> Task goal:
The answer must consist of every record, printed exactly as it stands.

> Data shown:
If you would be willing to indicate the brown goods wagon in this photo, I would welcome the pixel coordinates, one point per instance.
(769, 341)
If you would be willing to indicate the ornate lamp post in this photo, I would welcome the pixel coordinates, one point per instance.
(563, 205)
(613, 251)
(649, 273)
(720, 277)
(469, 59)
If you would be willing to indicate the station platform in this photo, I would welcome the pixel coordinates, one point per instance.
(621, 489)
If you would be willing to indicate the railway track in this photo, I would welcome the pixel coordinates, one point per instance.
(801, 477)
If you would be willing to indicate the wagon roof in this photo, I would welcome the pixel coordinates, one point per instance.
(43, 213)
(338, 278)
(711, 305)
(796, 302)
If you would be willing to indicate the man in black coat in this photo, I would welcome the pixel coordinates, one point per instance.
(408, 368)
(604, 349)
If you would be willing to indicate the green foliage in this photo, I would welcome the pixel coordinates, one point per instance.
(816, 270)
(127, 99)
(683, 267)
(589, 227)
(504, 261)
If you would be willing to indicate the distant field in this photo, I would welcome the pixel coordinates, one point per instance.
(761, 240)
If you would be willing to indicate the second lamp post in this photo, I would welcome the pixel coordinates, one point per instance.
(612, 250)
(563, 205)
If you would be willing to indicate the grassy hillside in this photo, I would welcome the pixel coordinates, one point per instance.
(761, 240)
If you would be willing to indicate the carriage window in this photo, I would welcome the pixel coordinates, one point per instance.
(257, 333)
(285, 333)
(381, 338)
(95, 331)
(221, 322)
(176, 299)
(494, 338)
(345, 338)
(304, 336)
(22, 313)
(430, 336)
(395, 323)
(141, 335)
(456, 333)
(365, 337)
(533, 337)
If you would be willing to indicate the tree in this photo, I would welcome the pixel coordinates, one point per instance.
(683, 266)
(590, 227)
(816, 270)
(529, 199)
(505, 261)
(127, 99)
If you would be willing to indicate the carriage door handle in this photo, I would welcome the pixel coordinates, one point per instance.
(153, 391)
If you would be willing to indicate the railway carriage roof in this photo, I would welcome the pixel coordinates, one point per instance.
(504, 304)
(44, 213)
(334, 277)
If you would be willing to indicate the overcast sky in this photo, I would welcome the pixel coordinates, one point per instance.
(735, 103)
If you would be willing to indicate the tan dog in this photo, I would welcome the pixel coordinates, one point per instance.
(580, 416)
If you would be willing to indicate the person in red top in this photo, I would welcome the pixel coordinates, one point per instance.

> Written answer:
If you would be willing to indicate the brown goods wagon in this photo, I would welcome the pixel coordinates, one point per instance.
(769, 341)
If you would be willing to indicate the ornate lamp post in this photo, I would welcome the pixel coordinates, one point per instance.
(563, 205)
(613, 251)
(649, 273)
(720, 277)
(469, 59)
If you would be willing to indicate the station platform in this photo, I would welcome the pixel coordinates, one point per instance.
(621, 489)
If you would be willing to indicate the railway track in this photo, I would welcome the pixel coordinates, one point per instance.
(801, 477)
If you would be willing to indicate the wagon roof in this photo, I would welcome the pixel coordinates, one point per instance.
(43, 213)
(338, 278)
(711, 305)
(796, 302)
If you would be willing to indicate the man in black coat in this photo, I would welcome the pixel coordinates, one point per instance.
(408, 368)
(604, 349)
If you would be willing to indicate the green foliage in this photo, I would welcome the pixel coordinates, one point per instance.
(816, 270)
(127, 99)
(683, 267)
(589, 227)
(504, 261)
If you would be willing to indicate the distant field in this photo, I would welcome the pixel coordinates, one point per instance.
(761, 240)
If you would be willing to indicate the second lamp post in this photo, I would welcome the pixel coordinates, one point per instance.
(612, 250)
(563, 205)
If you would be willing to indicate the grassy hillside in this photo, I would welcome the pixel coordinates, one point per instance.
(761, 240)
If you would be willing to indicate the carriage window in this photo, I would welcome the pixel coordinates, one point per instance.
(257, 333)
(285, 333)
(381, 338)
(95, 331)
(221, 322)
(176, 299)
(494, 338)
(345, 338)
(304, 336)
(22, 313)
(430, 336)
(395, 323)
(141, 335)
(456, 333)
(365, 337)
(533, 337)
If you would be willing to indicate the tree in this photo, I would welcome the pixel coordinates, one point per instance.
(683, 266)
(590, 227)
(816, 270)
(529, 199)
(505, 261)
(127, 99)
If you would be willing to indicate the carriage door handle in this photo, I would welcome the pixel coordinates, one point per instance.
(153, 391)
If you would be willing to indicate the railway carriage roof in this photo, I would welcome the pixel coordinates, one point per instance.
(504, 304)
(44, 213)
(334, 277)
If you would be willing to indicate the overcast sky in this photo, I would welcome the pixel coordinates, one point per instance.
(735, 103)
If you would be willing to indicate the tan dog in this photo, I would welcome the pixel coordinates, one point per instance.
(580, 416)
If you would be willing to indicate the person in red top in this photo, I would welcome the pixel coordinates, one point per instance.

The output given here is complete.